====== Entries supplied ======
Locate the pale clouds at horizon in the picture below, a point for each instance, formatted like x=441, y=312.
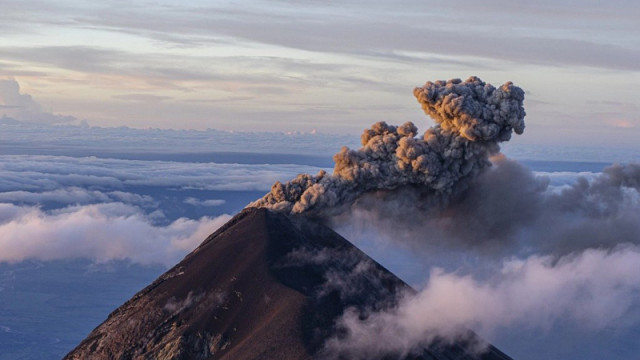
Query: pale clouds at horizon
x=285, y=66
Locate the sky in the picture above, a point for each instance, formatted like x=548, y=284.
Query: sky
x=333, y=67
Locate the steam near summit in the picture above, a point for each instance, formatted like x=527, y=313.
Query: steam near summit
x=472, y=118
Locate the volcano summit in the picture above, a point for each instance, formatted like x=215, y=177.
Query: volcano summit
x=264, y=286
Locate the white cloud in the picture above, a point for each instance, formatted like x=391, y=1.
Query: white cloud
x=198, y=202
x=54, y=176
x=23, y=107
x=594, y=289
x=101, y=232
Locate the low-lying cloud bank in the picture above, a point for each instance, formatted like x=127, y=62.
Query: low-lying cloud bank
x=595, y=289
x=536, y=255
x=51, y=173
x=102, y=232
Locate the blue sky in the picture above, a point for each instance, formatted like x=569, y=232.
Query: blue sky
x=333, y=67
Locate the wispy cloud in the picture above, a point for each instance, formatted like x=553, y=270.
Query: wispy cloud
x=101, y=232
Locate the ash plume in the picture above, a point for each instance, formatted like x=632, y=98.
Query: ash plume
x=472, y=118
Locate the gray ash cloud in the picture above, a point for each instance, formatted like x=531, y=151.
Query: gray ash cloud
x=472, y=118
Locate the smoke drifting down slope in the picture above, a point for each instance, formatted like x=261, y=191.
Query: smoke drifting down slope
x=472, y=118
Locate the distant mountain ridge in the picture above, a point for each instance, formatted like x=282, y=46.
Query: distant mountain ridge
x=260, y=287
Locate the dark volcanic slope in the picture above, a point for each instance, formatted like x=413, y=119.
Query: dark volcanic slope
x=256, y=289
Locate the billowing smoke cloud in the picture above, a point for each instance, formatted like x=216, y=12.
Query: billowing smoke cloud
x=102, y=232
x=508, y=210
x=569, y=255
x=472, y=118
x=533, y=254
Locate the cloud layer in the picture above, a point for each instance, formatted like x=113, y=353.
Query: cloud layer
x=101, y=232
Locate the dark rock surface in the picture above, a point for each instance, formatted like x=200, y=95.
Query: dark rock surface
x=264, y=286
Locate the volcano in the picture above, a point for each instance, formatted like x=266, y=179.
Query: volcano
======
**What is being asked**.
Copy the data word for word. Pictures do not go in the copy.

**Response**.
Locate the pale clouds at horizon in the picture below, a point for each instance, formatted like x=441, y=312.
Query: pale clouds at horizon
x=285, y=66
Locate the sky in the picture above, a point for each instance, formatted like x=548, y=284.
Query: sky
x=333, y=67
Locate the steam near summit in the picture above, a point for each instance, formatted like x=527, y=313.
Query: steam near summit
x=472, y=118
Locate the volcano summit in the picture above, a point for each instance, formatted like x=215, y=177.
Query: volcano summit
x=264, y=286
Locate the white cloud in the picture above, a point for each instance, formatted like x=391, y=1.
Query: white cloud
x=198, y=202
x=54, y=176
x=23, y=107
x=594, y=289
x=101, y=232
Locate the low-lying cloud bank in the picture above, a point for each instance, formatted like x=127, y=62.
Query: low-lying cloud bank
x=595, y=289
x=536, y=255
x=51, y=173
x=102, y=232
Locate the blue sky in the picture above, a point for each instance, formatted like x=569, y=232.
Query: blue sky
x=333, y=67
Locate the wispy cloud in the picture above, a point for each instance, formatted like x=553, y=270.
Query: wispy cloud
x=101, y=232
Locate the ash plume in the picture above, a point for each instance, formatted like x=632, y=98.
Query: ash plume
x=472, y=118
Locate the gray ash cloud in the picture above, a point for each instance, formatted like x=531, y=151.
Query: gray ash cloud
x=472, y=118
Locate the smoke drifting down slope in the picture above, a point for each instance, formatted like x=261, y=191.
Query: smoke drifting down slope
x=472, y=118
Locate the distant mountain ridge in the picture above, a point for each instance, formatted like x=282, y=46.
Query: distant mountain ridge
x=260, y=287
Locate the dark volcanic slope in the picture above, a point for each instance, formatted like x=413, y=119.
Query: dark volcanic slope
x=256, y=289
Locate the billowing smoke cloud in the picture above, a point for each instance, formatted like x=216, y=12.
Query: billowing smoke cloud
x=102, y=232
x=508, y=210
x=569, y=255
x=472, y=118
x=533, y=254
Locate the cloud layer in the picture above, a point for each instance, formatted like x=113, y=353.
Query: cloud layer
x=101, y=232
Locate the dark rock surface in the picture above, a point for each instance, formatted like x=200, y=95.
Query: dark rock surface
x=264, y=286
Locate the volcano in the picture above, a point for each instance, formatted like x=266, y=179.
Query: volcano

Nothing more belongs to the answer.